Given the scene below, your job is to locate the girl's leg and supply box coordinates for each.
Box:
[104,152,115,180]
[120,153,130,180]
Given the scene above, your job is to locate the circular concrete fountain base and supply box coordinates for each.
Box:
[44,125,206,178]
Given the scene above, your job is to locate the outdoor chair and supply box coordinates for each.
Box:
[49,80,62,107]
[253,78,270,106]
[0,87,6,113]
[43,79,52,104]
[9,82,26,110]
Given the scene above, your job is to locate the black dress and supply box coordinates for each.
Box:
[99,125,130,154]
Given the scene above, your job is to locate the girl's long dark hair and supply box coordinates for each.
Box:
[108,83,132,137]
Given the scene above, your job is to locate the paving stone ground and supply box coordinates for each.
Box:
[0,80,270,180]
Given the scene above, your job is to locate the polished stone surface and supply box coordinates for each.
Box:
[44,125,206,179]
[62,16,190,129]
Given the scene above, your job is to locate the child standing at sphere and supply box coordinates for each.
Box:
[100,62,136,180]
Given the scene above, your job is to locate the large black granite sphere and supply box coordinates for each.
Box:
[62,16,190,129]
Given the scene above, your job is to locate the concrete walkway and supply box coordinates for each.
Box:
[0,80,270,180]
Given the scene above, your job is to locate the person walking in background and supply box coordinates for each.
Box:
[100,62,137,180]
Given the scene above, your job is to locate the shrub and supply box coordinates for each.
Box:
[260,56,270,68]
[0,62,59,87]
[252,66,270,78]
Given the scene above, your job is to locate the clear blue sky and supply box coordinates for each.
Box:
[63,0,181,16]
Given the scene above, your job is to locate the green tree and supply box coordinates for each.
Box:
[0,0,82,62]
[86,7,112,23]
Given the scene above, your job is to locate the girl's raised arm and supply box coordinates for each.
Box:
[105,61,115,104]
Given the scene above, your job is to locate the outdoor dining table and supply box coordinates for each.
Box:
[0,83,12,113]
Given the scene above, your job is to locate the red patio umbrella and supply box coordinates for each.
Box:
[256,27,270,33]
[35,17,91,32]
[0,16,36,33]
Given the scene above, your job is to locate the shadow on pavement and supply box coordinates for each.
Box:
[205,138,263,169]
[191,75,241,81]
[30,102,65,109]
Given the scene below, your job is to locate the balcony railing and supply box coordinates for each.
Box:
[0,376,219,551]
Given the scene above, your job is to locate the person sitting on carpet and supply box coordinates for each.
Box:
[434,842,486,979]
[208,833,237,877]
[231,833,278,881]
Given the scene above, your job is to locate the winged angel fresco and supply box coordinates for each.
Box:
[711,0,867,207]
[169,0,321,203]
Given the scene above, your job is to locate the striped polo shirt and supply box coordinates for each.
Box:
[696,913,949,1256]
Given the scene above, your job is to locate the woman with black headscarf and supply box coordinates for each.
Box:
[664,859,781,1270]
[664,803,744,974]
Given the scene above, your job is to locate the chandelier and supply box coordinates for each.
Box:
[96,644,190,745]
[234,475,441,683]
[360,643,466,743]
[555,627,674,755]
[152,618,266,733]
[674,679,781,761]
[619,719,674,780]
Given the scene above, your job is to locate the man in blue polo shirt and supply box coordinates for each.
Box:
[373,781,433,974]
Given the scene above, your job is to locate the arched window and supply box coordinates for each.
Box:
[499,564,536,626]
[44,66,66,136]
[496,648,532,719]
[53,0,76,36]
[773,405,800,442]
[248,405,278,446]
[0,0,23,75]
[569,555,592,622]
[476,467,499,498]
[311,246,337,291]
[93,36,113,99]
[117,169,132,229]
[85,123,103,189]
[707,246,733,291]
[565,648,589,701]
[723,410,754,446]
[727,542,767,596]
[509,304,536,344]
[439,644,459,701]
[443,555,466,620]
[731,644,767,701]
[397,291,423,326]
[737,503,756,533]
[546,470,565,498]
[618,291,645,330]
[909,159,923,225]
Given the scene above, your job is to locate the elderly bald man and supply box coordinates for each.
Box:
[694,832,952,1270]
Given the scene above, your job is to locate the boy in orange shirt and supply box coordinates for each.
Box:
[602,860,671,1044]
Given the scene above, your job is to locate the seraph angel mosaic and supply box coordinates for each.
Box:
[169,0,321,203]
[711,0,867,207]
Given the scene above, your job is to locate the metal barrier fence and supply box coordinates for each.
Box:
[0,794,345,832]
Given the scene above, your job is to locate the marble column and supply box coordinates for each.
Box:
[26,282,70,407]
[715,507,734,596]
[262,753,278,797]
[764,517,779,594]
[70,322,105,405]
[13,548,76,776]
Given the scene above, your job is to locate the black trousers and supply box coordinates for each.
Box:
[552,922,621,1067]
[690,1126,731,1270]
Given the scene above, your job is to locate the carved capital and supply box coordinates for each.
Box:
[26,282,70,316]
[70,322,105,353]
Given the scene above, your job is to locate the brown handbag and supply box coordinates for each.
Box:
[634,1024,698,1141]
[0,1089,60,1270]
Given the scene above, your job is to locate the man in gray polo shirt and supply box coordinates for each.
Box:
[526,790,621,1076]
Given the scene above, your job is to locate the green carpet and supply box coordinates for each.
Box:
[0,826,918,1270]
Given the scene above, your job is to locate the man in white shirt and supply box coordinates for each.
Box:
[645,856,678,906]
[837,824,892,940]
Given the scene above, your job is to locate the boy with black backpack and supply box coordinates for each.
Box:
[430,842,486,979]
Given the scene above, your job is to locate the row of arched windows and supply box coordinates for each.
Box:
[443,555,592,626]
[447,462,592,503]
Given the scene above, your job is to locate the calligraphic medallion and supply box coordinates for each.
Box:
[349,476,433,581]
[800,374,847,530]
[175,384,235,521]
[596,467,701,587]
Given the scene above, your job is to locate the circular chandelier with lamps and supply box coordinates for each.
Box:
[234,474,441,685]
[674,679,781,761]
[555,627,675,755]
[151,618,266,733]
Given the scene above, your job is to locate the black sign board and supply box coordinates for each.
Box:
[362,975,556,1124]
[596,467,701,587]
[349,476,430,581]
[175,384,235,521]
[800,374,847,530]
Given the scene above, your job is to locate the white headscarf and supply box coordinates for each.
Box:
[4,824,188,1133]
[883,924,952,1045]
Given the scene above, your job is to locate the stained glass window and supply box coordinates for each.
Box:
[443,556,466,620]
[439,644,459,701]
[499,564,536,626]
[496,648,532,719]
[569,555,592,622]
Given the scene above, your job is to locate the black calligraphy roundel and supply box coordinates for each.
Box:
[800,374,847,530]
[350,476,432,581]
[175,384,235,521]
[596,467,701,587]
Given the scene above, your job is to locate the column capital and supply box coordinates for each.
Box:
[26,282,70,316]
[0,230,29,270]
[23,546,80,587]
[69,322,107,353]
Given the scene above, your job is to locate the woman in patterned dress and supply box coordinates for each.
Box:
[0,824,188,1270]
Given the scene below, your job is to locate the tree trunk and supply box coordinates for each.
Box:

====

• Aim of the exercise
Please rewrite everything from the first of the entries down to the line containing "[99,125,130,154]", with "outdoor chair" replaced by "patio chair" and nothing else changed.

• Task solution
Given the scene below, your job is to locate the girl's leg and supply box coordinates for each.
Box:
[104,152,115,180]
[120,153,130,180]
Given the scene above, your job is to locate the circular concrete fountain base and supply box coordinates for each.
Box:
[44,125,206,178]
Given the scene above, your job is to locate the patio chair and supply box coordinates for each.
Box:
[49,80,62,107]
[253,78,270,106]
[0,87,6,113]
[43,79,52,104]
[9,82,26,110]
Given the scene above, your job is to locate the black dress and supply box coordinates for each.
Box:
[99,125,130,154]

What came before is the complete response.